Stated problem =>
Write out, unchanged, the lines from the one holding "Annotation task — locate each instance of the modern" to the close of the listing. Both the first and last lines belong in it.

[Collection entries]
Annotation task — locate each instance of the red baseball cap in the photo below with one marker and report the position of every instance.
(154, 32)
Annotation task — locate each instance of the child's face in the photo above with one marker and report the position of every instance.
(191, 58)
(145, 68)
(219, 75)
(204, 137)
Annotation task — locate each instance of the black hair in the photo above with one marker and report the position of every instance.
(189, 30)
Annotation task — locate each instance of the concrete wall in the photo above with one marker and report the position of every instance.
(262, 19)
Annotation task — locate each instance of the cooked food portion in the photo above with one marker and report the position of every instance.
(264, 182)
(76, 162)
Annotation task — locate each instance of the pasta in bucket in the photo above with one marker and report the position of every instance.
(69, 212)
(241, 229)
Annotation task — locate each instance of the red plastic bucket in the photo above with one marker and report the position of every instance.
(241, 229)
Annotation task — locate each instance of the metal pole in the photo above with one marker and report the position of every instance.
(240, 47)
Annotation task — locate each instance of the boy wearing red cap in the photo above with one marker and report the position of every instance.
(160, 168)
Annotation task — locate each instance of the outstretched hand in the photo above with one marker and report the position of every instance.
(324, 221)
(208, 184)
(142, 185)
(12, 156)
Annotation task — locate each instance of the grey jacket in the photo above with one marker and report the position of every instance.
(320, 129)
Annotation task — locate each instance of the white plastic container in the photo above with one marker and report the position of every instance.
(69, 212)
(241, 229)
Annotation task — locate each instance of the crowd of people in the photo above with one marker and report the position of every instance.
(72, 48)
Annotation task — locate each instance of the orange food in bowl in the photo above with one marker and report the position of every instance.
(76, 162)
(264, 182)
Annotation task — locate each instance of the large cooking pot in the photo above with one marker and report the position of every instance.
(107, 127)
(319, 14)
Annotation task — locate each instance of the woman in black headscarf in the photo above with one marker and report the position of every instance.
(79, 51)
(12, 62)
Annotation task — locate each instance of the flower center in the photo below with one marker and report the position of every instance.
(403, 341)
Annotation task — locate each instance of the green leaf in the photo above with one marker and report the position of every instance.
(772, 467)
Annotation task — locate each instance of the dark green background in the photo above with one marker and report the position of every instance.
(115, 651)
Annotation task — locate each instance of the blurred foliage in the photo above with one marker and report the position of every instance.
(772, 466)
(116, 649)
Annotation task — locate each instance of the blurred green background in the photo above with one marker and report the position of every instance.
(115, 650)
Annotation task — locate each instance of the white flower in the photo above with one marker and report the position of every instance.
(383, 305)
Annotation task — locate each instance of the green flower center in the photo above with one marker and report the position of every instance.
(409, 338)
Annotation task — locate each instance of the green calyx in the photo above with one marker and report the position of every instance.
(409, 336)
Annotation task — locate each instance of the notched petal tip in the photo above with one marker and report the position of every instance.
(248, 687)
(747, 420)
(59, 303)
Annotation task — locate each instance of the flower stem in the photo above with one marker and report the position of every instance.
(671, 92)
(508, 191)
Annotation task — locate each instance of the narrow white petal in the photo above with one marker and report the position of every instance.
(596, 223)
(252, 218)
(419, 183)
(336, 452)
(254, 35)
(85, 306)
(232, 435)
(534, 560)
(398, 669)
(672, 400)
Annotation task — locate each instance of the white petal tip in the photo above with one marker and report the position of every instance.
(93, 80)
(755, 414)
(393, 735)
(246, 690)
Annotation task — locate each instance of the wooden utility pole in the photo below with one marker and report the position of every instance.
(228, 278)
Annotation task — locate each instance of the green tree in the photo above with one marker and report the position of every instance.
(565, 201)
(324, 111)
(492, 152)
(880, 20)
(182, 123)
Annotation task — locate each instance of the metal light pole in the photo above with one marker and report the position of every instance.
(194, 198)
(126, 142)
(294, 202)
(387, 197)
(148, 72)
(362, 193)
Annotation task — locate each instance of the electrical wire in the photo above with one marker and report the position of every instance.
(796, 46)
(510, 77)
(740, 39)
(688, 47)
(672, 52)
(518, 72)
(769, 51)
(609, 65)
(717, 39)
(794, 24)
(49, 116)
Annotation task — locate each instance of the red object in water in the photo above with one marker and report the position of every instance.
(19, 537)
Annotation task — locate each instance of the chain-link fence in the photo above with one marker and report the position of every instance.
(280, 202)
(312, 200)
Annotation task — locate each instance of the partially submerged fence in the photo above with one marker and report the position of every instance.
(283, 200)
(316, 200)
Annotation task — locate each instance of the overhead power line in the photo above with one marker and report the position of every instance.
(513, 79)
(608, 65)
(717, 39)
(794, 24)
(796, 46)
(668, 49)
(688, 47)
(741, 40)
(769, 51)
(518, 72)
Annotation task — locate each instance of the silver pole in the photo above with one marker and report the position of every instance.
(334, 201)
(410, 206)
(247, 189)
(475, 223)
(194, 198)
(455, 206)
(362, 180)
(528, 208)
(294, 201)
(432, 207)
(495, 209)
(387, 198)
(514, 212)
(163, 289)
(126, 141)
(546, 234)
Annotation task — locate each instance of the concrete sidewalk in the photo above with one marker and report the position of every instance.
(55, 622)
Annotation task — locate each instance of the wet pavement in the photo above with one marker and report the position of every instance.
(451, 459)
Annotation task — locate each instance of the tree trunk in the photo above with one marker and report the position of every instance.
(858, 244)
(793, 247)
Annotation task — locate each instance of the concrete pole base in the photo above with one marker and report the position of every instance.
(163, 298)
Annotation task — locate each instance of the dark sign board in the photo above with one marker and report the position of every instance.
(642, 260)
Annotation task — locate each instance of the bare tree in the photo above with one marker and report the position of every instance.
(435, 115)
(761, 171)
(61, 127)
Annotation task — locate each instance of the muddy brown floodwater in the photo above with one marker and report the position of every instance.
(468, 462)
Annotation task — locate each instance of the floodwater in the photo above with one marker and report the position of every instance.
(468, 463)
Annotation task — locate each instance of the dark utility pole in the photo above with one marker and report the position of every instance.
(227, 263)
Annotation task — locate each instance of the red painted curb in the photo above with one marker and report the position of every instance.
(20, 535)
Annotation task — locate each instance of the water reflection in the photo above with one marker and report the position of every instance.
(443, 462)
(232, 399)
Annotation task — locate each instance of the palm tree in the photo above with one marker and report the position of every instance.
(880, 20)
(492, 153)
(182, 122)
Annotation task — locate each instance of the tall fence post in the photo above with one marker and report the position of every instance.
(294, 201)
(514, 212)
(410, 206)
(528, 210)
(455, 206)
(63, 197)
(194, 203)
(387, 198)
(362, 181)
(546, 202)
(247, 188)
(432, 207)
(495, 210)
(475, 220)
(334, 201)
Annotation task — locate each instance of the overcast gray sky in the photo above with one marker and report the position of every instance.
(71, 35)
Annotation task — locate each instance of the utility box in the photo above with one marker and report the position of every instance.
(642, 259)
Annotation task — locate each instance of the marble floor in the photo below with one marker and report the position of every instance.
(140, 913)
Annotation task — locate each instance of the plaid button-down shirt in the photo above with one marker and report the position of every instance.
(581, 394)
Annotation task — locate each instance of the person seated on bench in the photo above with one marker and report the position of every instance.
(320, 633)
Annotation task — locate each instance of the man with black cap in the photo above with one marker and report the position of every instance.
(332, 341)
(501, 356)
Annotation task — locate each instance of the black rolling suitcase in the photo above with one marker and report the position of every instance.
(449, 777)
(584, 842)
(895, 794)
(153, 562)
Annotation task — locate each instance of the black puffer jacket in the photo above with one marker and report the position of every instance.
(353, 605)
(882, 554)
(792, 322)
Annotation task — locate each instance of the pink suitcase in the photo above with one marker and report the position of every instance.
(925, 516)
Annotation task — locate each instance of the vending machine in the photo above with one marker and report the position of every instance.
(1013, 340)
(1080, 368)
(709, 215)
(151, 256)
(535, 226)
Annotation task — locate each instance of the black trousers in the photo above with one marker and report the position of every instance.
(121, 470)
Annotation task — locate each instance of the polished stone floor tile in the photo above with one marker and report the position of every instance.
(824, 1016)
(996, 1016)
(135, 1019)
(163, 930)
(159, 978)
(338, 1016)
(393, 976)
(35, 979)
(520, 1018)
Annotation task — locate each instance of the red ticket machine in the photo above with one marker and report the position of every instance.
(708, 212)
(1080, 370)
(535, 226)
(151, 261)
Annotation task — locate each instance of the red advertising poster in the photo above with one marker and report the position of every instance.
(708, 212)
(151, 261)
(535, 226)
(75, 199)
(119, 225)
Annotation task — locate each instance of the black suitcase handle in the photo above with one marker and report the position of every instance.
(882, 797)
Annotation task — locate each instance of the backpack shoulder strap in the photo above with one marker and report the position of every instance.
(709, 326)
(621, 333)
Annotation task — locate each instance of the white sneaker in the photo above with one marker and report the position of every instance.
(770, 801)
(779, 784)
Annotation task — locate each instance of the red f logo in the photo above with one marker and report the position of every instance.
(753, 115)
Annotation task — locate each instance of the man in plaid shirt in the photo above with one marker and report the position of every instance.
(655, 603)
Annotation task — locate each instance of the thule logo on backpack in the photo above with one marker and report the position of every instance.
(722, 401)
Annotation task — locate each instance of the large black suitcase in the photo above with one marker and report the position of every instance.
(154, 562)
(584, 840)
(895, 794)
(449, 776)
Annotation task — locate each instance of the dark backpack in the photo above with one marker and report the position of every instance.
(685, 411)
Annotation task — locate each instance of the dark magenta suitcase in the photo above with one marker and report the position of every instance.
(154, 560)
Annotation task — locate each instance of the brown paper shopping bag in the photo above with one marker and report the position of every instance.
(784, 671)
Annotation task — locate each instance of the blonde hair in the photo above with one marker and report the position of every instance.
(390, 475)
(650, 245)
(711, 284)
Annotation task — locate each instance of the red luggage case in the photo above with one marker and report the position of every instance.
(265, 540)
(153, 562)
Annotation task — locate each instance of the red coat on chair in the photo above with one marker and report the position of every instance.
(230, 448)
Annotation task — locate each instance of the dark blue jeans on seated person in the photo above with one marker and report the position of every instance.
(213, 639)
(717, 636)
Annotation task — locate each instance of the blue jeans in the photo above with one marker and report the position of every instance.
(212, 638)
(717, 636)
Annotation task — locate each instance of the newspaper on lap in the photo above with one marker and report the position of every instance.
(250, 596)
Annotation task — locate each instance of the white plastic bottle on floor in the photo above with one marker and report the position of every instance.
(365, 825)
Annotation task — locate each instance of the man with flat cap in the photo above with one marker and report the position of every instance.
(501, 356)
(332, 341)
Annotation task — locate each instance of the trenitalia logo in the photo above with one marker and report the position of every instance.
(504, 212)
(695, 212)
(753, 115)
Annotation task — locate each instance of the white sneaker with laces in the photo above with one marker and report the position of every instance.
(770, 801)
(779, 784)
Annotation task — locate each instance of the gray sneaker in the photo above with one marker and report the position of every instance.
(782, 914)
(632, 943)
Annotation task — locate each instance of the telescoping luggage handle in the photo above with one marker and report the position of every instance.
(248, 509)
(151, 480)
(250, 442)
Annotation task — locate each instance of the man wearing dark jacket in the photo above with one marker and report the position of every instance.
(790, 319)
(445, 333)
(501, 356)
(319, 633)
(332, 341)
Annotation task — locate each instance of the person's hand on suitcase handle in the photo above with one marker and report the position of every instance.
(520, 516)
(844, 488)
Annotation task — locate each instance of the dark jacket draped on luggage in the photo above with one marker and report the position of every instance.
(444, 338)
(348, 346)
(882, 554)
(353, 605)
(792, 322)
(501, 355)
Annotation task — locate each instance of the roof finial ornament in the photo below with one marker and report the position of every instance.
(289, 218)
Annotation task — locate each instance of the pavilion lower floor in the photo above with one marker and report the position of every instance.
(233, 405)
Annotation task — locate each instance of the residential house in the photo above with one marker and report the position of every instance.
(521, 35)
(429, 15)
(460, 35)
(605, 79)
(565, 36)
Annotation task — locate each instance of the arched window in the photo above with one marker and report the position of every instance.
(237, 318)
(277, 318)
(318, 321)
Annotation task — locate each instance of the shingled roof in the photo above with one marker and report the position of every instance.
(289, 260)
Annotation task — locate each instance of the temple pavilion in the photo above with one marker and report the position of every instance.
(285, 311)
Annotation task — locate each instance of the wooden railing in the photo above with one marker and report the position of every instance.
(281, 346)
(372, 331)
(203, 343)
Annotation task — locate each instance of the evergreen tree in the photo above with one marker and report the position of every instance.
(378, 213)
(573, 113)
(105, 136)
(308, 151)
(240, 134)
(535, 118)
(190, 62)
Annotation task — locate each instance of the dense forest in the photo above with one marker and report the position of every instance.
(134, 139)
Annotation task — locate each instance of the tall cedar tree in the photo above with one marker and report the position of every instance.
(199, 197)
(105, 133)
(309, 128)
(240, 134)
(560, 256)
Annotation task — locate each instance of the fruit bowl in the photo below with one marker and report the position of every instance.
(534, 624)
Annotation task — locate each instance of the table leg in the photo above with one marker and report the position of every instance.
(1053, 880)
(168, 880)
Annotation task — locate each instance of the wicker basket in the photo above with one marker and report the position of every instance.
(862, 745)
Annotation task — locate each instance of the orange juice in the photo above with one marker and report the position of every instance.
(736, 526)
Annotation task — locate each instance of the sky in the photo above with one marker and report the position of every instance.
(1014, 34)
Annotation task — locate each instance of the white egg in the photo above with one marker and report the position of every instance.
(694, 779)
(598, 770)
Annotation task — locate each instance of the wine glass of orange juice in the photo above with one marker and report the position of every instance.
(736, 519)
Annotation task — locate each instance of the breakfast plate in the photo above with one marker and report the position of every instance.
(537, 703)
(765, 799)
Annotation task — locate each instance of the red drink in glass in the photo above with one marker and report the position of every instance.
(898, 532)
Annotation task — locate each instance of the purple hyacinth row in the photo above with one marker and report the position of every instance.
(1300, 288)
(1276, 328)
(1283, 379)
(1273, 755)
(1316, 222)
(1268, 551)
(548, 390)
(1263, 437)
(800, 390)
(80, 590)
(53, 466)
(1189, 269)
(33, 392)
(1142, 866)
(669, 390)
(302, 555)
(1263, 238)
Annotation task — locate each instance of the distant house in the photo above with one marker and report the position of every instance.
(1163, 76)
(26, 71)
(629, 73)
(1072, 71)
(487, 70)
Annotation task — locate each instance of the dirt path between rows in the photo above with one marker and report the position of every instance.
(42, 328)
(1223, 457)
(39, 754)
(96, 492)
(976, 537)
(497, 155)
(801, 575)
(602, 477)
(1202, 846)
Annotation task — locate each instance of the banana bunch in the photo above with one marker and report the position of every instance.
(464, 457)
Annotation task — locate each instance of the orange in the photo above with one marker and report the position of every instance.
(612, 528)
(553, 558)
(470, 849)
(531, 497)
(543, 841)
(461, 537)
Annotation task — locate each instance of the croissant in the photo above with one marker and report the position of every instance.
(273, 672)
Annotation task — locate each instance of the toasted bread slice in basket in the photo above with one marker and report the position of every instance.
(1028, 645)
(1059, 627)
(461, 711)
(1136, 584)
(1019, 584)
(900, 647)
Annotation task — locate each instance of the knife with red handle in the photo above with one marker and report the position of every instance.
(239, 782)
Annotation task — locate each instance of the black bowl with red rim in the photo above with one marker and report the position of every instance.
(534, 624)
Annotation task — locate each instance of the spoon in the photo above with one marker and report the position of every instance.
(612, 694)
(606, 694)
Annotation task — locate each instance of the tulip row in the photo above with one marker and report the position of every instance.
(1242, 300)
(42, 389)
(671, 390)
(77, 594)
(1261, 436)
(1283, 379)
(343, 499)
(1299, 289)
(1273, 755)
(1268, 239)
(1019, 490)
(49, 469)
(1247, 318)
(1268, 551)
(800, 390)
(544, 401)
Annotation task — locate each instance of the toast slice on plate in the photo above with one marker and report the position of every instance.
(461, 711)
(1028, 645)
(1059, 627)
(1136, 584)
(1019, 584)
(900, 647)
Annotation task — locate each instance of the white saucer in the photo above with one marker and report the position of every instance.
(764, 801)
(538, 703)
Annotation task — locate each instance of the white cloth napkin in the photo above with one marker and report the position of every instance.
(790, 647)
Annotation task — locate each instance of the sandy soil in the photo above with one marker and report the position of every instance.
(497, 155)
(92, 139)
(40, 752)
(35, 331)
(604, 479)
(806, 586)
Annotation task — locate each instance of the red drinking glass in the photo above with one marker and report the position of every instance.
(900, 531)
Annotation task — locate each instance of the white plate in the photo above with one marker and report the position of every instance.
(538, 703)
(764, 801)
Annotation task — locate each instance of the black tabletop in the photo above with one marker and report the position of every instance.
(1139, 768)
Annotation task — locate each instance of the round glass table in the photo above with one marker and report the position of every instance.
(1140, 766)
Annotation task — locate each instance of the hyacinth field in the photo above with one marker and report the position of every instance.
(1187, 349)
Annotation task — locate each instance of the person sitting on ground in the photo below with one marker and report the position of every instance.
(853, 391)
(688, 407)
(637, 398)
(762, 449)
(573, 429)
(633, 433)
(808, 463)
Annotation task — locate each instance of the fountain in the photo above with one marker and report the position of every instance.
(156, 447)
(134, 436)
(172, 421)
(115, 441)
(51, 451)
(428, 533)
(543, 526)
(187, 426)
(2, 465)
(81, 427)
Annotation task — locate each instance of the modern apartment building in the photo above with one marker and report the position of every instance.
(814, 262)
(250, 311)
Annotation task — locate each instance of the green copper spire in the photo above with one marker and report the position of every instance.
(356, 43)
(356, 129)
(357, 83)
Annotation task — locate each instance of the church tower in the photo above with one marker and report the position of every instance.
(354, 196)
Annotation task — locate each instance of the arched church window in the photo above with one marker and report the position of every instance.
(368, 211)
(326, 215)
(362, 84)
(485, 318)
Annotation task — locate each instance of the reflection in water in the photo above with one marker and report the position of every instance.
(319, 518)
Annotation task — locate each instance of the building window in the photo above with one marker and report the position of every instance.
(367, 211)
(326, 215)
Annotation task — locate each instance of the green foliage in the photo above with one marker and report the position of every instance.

Answer to the problem =>
Annotation task — locate each instance of the modern apartment building in the photo above with one marker and report the position of every instance.
(814, 262)
(250, 311)
Annotation task — locate each instance of the green copper spire in the photo above with one marker and report the position of every instance.
(356, 43)
(356, 129)
(357, 83)
Annotation task — locate each instance of the church tower in the photo above with one marker and report the position of every instance.
(354, 196)
Annotation task — locate each instance of the arched church window in the photo above with one marker and report the position of every instance.
(368, 211)
(326, 215)
(362, 84)
(485, 318)
Annotation task — locate each instance of the reflection in water in the photo above with one marker and report the position of every instance.
(319, 518)
Annotation task — locate each instance of the building window in the photo above with one marker and report the position of every instance.
(367, 211)
(326, 215)
Annotation task — locate each instance of the green foliage in the photo above with one marker and report the position of every instance.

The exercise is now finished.